### Materials provided

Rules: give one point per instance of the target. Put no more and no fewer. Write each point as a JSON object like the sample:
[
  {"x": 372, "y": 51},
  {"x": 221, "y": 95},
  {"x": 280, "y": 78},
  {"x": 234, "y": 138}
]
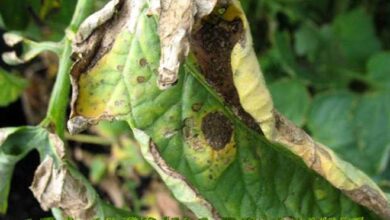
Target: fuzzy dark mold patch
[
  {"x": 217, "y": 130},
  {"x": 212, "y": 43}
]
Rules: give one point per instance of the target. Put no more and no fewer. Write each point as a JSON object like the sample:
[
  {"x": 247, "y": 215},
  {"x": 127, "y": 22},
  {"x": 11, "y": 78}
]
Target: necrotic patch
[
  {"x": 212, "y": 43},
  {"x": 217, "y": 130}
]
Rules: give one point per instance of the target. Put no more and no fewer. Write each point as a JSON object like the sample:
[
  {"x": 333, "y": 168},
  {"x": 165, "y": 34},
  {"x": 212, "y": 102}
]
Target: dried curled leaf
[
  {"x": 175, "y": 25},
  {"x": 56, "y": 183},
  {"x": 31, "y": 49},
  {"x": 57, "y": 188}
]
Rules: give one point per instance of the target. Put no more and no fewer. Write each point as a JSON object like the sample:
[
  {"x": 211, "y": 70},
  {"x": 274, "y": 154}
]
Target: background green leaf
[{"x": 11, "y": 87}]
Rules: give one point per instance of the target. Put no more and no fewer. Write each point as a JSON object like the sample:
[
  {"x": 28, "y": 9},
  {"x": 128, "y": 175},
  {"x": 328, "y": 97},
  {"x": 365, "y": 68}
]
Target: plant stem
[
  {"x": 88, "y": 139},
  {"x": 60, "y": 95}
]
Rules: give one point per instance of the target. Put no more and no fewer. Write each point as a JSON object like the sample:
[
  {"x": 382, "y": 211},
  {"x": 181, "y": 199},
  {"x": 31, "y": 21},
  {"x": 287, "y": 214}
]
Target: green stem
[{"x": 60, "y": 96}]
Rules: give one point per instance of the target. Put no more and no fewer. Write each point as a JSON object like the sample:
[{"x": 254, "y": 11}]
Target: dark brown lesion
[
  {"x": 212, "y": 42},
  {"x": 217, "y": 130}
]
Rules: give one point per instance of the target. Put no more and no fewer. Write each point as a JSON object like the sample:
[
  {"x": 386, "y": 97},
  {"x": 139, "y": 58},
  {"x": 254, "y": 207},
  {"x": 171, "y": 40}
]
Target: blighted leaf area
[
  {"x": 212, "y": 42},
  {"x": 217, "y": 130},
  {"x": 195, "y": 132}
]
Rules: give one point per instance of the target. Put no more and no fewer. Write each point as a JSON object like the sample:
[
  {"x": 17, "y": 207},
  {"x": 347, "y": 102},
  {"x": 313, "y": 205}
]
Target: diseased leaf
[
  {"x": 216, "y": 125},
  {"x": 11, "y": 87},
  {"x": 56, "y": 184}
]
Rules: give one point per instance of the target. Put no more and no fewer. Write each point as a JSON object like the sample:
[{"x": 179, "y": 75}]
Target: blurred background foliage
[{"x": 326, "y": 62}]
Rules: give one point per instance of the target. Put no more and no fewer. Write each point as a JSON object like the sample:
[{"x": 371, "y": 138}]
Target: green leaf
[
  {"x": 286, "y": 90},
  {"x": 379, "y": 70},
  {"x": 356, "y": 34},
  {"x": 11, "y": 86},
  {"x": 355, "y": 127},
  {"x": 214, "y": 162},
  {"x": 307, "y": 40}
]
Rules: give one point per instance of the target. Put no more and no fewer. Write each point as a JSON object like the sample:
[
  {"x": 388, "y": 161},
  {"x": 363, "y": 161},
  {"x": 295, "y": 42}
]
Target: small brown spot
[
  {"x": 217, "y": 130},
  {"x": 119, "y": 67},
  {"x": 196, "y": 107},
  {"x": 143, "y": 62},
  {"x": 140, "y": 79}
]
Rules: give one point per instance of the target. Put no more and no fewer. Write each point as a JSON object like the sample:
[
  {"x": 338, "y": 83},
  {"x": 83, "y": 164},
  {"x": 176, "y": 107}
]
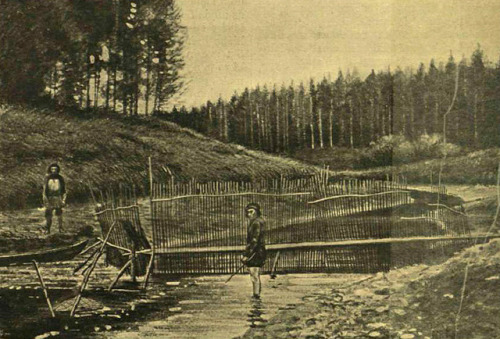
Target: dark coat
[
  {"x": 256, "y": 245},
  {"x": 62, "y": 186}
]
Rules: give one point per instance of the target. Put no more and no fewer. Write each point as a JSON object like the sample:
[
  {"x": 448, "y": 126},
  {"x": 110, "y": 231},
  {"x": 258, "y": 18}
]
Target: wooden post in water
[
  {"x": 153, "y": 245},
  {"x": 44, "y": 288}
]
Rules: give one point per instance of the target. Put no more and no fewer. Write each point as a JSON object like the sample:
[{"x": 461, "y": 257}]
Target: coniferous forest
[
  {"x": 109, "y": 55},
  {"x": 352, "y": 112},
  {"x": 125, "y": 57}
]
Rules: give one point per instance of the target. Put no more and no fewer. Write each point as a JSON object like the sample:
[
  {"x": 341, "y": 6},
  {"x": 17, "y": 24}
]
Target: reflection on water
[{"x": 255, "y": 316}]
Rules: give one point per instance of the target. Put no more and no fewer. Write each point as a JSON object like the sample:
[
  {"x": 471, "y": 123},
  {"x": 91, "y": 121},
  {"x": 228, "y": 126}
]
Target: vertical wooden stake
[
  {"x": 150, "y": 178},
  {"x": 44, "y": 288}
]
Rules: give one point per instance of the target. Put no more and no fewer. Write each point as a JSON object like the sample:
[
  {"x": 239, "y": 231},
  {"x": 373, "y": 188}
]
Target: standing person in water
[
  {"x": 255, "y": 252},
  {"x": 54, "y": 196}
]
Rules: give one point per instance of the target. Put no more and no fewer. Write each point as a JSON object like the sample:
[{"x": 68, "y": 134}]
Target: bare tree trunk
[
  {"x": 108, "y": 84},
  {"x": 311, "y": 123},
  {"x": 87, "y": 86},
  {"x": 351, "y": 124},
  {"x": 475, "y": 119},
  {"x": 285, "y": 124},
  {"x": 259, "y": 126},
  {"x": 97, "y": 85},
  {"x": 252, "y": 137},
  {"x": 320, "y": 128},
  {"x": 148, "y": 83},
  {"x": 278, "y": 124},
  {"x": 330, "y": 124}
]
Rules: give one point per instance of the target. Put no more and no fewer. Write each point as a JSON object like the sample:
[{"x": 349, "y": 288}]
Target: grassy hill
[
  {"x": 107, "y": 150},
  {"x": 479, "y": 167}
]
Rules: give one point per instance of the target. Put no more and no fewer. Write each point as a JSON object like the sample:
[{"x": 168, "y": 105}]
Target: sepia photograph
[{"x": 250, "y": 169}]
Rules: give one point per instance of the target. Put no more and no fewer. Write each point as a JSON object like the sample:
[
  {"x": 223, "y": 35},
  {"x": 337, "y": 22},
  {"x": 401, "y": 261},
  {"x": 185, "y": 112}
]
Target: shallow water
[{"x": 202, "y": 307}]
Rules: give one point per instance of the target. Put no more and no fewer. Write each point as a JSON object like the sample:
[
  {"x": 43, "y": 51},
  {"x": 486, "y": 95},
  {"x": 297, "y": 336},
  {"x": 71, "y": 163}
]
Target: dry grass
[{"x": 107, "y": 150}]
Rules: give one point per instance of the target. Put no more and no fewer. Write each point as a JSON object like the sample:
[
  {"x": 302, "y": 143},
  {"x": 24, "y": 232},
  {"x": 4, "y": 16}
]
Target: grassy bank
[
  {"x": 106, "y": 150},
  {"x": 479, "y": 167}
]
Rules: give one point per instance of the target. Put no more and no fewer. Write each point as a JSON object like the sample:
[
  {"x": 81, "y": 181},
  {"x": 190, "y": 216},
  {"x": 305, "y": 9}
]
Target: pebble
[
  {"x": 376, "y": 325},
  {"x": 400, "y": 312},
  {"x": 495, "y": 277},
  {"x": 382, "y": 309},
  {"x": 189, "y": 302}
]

######

- Aim:
How many lines of the material above contain the string "leaf"? Reply with that number alone.

- Answer to the task:
5